— YOUR INSTRUCTIONS —
Reproduce, unchanged, the part of the lines below that opens with the line containing "Phrase -- gray suit jacket" and closes with the line containing "(456, 1018)", including both of those lines.

— GIVEN ENTRIES —
● ● ● ●
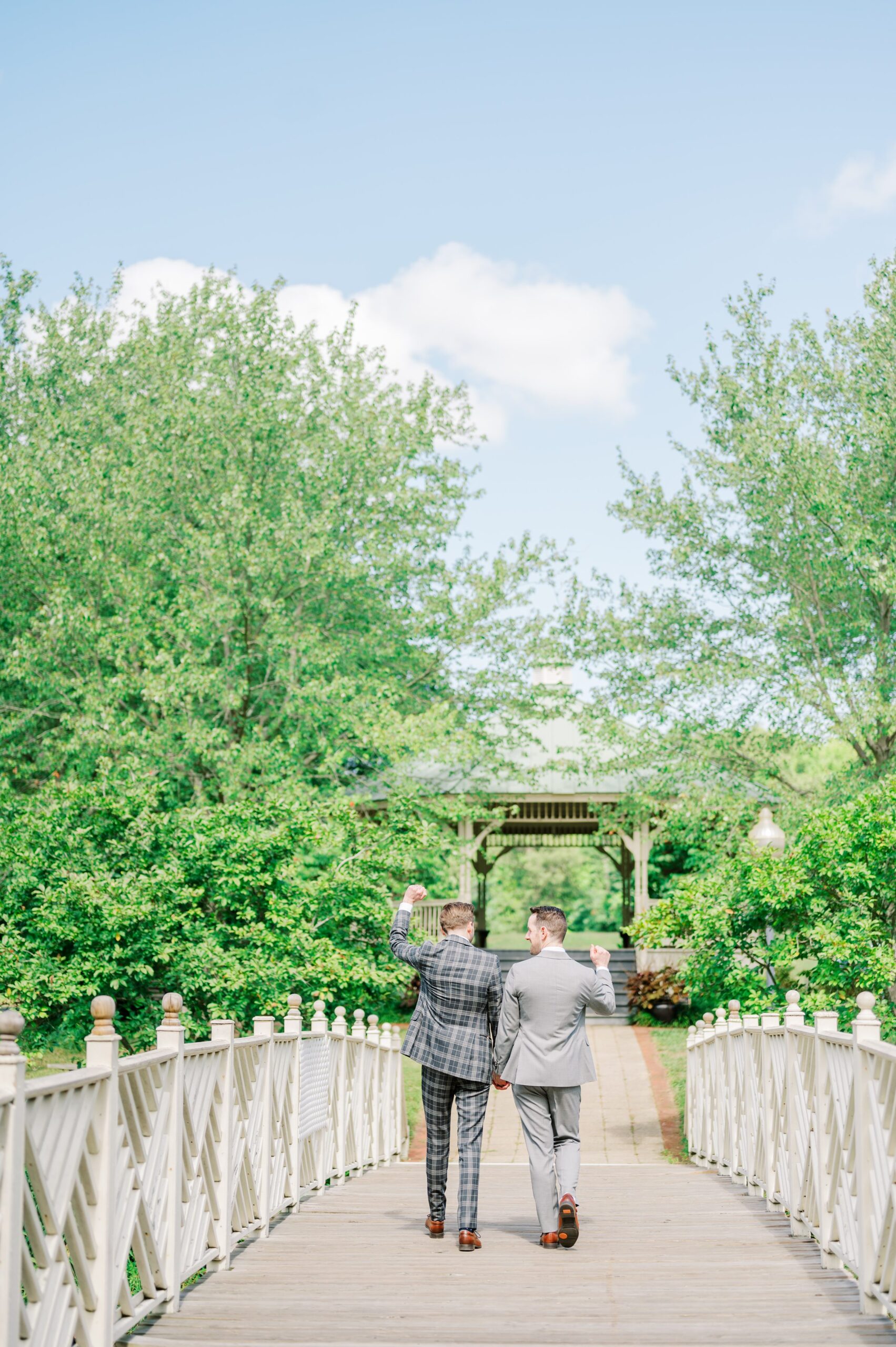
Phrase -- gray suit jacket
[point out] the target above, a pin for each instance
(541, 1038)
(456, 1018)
● ● ● ●
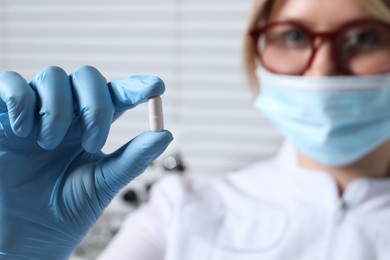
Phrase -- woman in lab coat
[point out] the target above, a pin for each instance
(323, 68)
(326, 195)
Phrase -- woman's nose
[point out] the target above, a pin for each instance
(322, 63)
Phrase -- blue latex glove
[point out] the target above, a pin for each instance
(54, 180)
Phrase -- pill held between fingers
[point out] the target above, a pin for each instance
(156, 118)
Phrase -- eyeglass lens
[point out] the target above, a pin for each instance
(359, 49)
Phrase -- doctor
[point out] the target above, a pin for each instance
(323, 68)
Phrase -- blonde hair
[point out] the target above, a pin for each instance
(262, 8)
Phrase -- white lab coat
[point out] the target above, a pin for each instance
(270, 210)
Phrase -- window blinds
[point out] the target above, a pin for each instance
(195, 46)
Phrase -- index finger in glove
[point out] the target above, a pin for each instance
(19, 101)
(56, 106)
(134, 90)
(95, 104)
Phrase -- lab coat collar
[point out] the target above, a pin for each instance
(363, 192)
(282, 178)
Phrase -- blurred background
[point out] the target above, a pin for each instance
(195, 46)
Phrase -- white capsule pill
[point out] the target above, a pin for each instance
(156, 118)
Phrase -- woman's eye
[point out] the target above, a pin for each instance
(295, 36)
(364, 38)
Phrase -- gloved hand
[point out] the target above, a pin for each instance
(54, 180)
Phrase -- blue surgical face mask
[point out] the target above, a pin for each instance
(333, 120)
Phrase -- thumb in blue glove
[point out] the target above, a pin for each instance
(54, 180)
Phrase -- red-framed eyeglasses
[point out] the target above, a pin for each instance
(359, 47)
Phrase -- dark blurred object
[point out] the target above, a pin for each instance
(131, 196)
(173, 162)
● ● ● ●
— WRITTEN REPLY —
Phrase -- gray suit jacket
[point out] the target above, a pin for each instance
(541, 1038)
(456, 1018)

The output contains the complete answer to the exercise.